What to work on:
[A] Answer these from the forum post about the Raspberry Pi freeze, one answer per line, each labeled to match its question:
(i) Which power supply is the Pi using?
(ii) Which skin is installed?
(iii) About how often does the freeze happen?
[B] From the forum post about the Raspberry Pi freeze, copy out the passage starting at "Freeze with yellow" and ending at "was left idle.".
[C] Extend the forum post about the Raspberry Pi freeze from the point where it stops.

Freeze with yellow activity light permanently on

isrealmathew · 9 June 2018 14:51

Hello, I’m hoping you can help with an intermittent issue.

My Raspberry Pi 3 B+ running OSMC freezes and cannot be contacted via SSH. When this happens, the activity light is permanently on till I give up waiting and unplug the power. Infrequently, only twice, if left in this state for a long time, it will finally show the OSMC sad face and reboot itself.

I’ve experienced this issue while watching a TV Show (like this evening) but I’ve also come across the Pi like this when it was left idle.

I’ve searched the forum but I cannot see anyone with this specific scenario or their causes were not part of my configuration.

I cannot replicate the issue on demand… it happens randomly maybe once every few days.

OSMC is running on a Raspberry Pi 3 B+ with the Element 14 Universal Power Supply 2.5A, 5.1V.

Peripherals… a powered USB hub with two powered NTFS formatted drives attached and a wireless keyboard dongle. I use ethernet, not WiFi.

I have experienced this across updates… no specific OSMC version.

My initial suspicion was that it was related to the drives, thus the introduction of the powered USB hub. Since it continued, and since it happens when unattended, I was thinking it was something I’ve installed but I can’t figure out what it might be. I’m using the Aeon Nox: SiLVO skin with various widgets enabled and thus I do see a little struggle sometimes when navigating between main menu screens but I can’t pin-point whether this is the cause.

Since I cannot reproduce the issue on demand, I haven’t enabled debugging. At this stage, I’m hoping the cause may be obvious without that (especially to those who know how to read logs): https://paste.osmc.tv/ohubojanux

Looking at the kodi log, there’s obviously a lot of “CRenderManager::WaitForBuffer - timeout waiting for buffer” and “CAESinkPi:AddPackets Underrun (delay:0.00 frames:2400)” in lead-up to this latest freeze but I don’t really know what that means or whether that was relevant.

Of course, I’m open to suggestions, including turning on the debugging for more detailed info.

Source information:
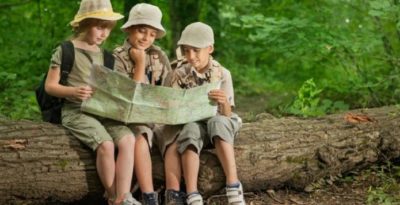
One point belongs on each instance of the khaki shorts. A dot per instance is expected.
(198, 134)
(92, 130)
(143, 129)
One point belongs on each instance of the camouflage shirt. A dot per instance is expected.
(186, 76)
(157, 64)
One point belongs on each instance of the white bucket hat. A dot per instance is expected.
(98, 9)
(145, 14)
(198, 34)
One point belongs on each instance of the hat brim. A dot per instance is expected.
(156, 25)
(103, 16)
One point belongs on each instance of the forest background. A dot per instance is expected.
(288, 57)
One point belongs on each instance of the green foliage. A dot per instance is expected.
(308, 102)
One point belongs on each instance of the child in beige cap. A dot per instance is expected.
(181, 147)
(92, 25)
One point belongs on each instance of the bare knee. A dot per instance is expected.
(126, 142)
(105, 148)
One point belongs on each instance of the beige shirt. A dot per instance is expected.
(186, 76)
(157, 64)
(81, 69)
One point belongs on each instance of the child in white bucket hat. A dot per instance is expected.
(92, 25)
(143, 62)
(181, 146)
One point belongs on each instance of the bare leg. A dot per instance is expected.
(105, 165)
(226, 156)
(143, 166)
(190, 165)
(172, 166)
(124, 165)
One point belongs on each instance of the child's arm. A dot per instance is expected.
(53, 87)
(224, 107)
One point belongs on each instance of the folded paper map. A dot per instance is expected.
(120, 98)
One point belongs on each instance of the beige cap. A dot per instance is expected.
(145, 14)
(198, 34)
(98, 9)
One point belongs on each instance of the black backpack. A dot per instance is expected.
(50, 106)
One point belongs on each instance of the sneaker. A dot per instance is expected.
(235, 195)
(129, 200)
(173, 197)
(194, 199)
(150, 198)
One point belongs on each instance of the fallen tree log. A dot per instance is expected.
(42, 162)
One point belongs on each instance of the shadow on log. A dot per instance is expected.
(42, 163)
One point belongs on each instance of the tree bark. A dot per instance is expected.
(42, 162)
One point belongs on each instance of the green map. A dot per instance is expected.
(120, 98)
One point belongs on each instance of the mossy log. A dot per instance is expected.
(42, 163)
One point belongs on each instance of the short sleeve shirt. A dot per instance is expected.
(157, 64)
(186, 76)
(80, 72)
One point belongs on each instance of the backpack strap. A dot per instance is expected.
(108, 60)
(67, 60)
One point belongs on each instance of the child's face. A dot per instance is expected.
(198, 57)
(97, 35)
(141, 36)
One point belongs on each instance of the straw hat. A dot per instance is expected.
(198, 34)
(145, 14)
(98, 9)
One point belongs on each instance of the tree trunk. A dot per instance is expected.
(41, 162)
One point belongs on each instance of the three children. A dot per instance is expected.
(140, 60)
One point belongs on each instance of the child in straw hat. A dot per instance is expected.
(92, 25)
(146, 63)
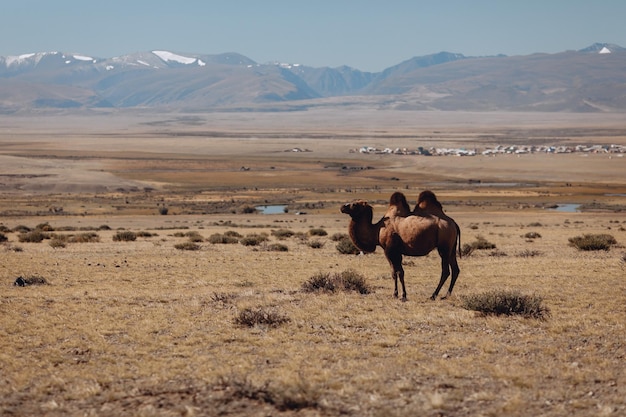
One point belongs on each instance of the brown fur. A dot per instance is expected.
(416, 234)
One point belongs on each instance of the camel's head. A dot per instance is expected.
(358, 210)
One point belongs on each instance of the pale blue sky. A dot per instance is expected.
(368, 35)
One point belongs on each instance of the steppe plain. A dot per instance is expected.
(143, 328)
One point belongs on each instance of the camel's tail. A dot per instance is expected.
(458, 238)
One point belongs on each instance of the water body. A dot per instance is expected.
(271, 209)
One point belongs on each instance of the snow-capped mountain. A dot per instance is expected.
(591, 79)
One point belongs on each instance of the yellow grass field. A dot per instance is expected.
(142, 328)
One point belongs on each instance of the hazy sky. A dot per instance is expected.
(364, 34)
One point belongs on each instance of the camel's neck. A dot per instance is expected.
(364, 234)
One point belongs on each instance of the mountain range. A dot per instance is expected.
(592, 79)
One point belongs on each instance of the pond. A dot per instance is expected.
(272, 209)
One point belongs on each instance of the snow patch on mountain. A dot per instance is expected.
(171, 57)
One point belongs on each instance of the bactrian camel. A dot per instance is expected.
(405, 232)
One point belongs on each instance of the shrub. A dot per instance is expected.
(44, 227)
(467, 250)
(251, 317)
(590, 242)
(248, 210)
(316, 244)
(481, 243)
(224, 239)
(124, 236)
(34, 280)
(194, 236)
(529, 253)
(348, 280)
(346, 247)
(339, 236)
(187, 246)
(57, 243)
(87, 237)
(282, 233)
(34, 236)
(500, 302)
(253, 239)
(277, 247)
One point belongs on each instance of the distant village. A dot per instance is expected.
(618, 150)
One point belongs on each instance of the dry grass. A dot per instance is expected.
(137, 327)
(140, 327)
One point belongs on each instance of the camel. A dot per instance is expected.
(402, 232)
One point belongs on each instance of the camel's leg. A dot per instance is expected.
(455, 274)
(445, 273)
(395, 260)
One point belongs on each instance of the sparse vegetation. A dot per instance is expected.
(318, 231)
(218, 238)
(499, 302)
(316, 244)
(591, 242)
(253, 239)
(282, 233)
(187, 246)
(261, 316)
(529, 253)
(33, 236)
(277, 247)
(346, 247)
(125, 236)
(348, 280)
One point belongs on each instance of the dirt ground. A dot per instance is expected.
(144, 328)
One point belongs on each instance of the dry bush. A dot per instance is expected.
(87, 237)
(339, 236)
(529, 253)
(291, 397)
(250, 317)
(346, 247)
(194, 236)
(348, 280)
(253, 239)
(482, 244)
(187, 246)
(277, 247)
(44, 227)
(589, 242)
(34, 236)
(318, 231)
(218, 238)
(125, 236)
(282, 233)
(57, 243)
(34, 280)
(316, 244)
(499, 302)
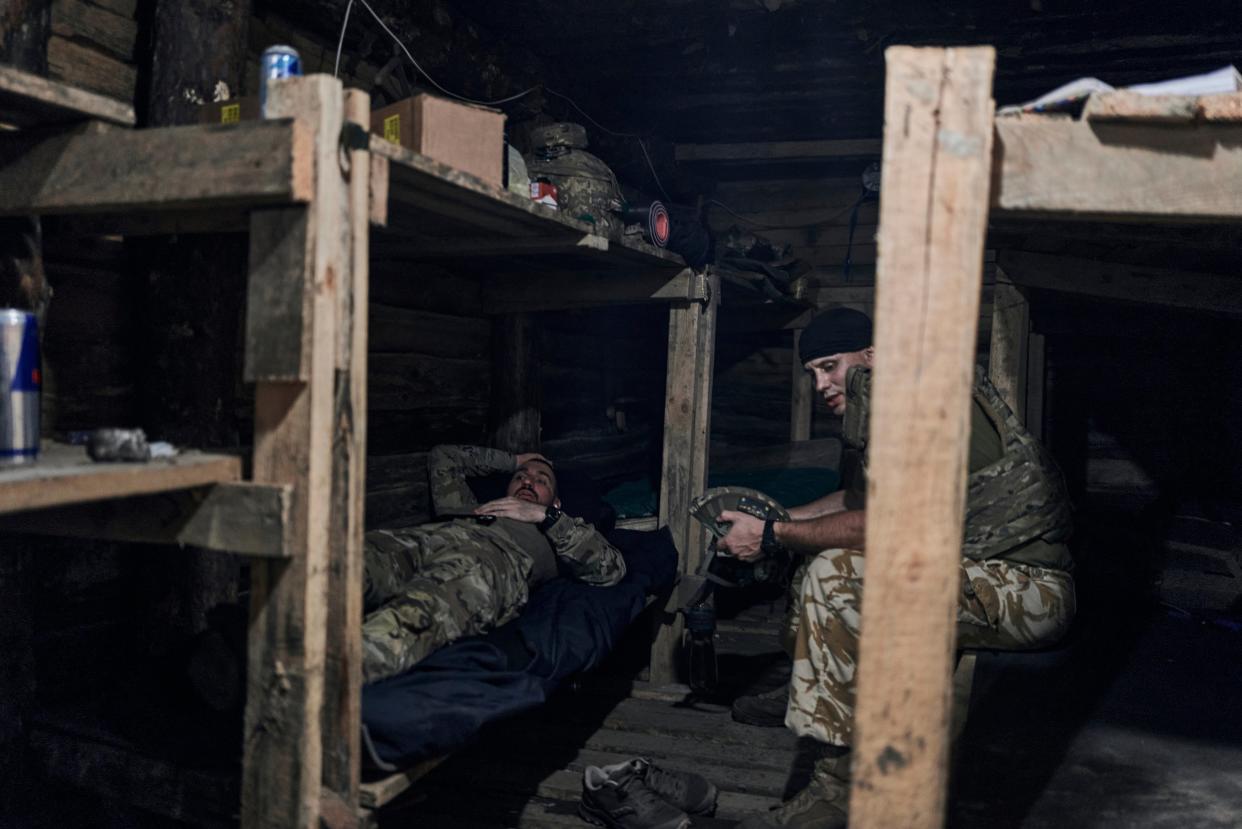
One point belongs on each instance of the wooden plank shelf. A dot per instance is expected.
(34, 101)
(436, 213)
(65, 475)
(1117, 170)
(196, 169)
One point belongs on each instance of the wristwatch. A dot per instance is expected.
(769, 546)
(550, 517)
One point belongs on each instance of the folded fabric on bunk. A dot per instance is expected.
(566, 628)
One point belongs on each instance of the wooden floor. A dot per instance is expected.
(528, 772)
(1134, 722)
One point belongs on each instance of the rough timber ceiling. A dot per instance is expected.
(780, 70)
(696, 71)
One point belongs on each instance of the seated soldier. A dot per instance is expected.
(471, 569)
(1016, 587)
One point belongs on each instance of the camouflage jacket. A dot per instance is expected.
(583, 551)
(1014, 501)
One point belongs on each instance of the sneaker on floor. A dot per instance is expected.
(820, 806)
(687, 791)
(765, 710)
(624, 801)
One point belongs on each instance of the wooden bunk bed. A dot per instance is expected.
(948, 165)
(309, 185)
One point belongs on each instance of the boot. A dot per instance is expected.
(765, 710)
(822, 804)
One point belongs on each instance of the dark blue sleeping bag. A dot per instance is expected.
(566, 628)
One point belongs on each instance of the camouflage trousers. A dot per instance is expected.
(426, 587)
(1001, 605)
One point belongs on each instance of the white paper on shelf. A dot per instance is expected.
(1060, 97)
(1227, 78)
(1222, 80)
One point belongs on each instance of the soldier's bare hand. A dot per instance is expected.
(516, 508)
(745, 537)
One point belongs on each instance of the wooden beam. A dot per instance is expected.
(66, 475)
(492, 246)
(376, 793)
(784, 151)
(1164, 108)
(245, 518)
(282, 763)
(343, 661)
(801, 399)
(174, 168)
(1119, 172)
(687, 431)
(25, 26)
(1139, 283)
(1011, 334)
(378, 204)
(29, 100)
(545, 291)
(938, 116)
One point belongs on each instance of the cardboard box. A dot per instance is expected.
(458, 134)
(230, 112)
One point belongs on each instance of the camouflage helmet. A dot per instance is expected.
(707, 507)
(559, 134)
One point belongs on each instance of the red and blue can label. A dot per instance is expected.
(277, 62)
(20, 380)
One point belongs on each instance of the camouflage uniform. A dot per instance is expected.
(1016, 588)
(426, 586)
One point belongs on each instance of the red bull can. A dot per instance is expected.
(21, 380)
(277, 62)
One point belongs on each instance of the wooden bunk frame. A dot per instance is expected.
(309, 185)
(947, 164)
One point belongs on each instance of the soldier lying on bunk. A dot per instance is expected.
(473, 567)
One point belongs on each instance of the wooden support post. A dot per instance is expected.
(293, 444)
(938, 116)
(1011, 334)
(517, 394)
(24, 30)
(687, 438)
(343, 666)
(25, 26)
(801, 402)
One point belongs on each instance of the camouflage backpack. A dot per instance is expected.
(586, 188)
(1010, 502)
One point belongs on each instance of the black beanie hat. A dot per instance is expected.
(838, 331)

Answers below:
[A]
(i) The Element 14 Universal Power Supply 2.5A, 5.1V.
(ii) Aeon Nox: SiLVO.
(iii) Randomly, maybe once every few days.

[B]
Freeze with yellow activity light permanently on

isrealmathew · 9 June 2018 14:51

Hello, I’m hoping you can help with an intermittent issue.

My Raspberry Pi 3 B+ running OSMC freezes and cannot be contacted via SSH. When this happens, the activity light is permanently on till I give up waiting and unplug the power. Infrequently, only twice, if left in this state for a long time, it will finally show the OSMC sad face and reboot itself.

I’ve experienced this issue while watching a TV Show (like this evening) but I’ve also come across the Pi like this when it was left idle.

[C]
I look forward to your advice. Many thanks.

fzinken · 9 June 2018 14:59

Try to limit ethernet to 100M as the Gig interface still has issues

Tom_Doyle · 9 June 2018 15:00

Hi,

cache settings out of date, still using kodi 16.

https://kodi.wiki/view/HOW-TO%3AModify_the_video_cache

Change:

 <network>
    <buffermode>1</buffermode>
    <readbufferfactor>1.5</readbufferfactor>
    <cachemembuffersize>104857600</cachemembuffersize>
    <curlclienttimeout>45</curlclienttimeout>
  </network>

To:

<cache>
   <buffermode>1</buffermode>
   <memorysize>104857600</memorysize>
   <readfactor>1.5</readfactor>
</cache>
<network>
   <curlclienttimeout>45</curlclienttimeout>
</network>

Thanks Tom.

isrealmathew · 9 June 2018 15:14

Ah, yes, thanks, I’ve made that change.

isrealmathew · 9 June 2018 15:18

Cool. Thank you for the suggestion. I’ll try to do that now. Curious… is the easier option just to switch over to WiFi and avoid Ethernet altogether or does that just open up a different can of worms?

fzinken · 9 June 2018 15:33

That would really depend on the quality of your Wifi environment. A good non congested wifi would be easier until the giga ethernet is fixed.

isrealmathew · 9 June 2018 16:43

OK, so I’ve stayed with Ethernet for the moment… As suggested, I installed ethtool and proved that the command switches it to 100 Mbits/s… And since there’s an issue with persistence after a reboot using rc.local… I followed the linked instructions and configured systemd instead… after a reboot it is now permanent.

I guess I’ll wait and see if I experience a freeze again over the next few days. I’ll report back accordingly. Thank you for the speedy response and assistance thus far. I appreciate it.

isrealmathew · 18 June 2018 13:26

Hello guys,

It took nine days for it to occur again in my presence… this is after addressing the advancedsettings and the 100Mbits issues from before. I’ve observed that the Raspberry Pi has rebooted by itself on a number of occasions since then but I haven’t caught it myself.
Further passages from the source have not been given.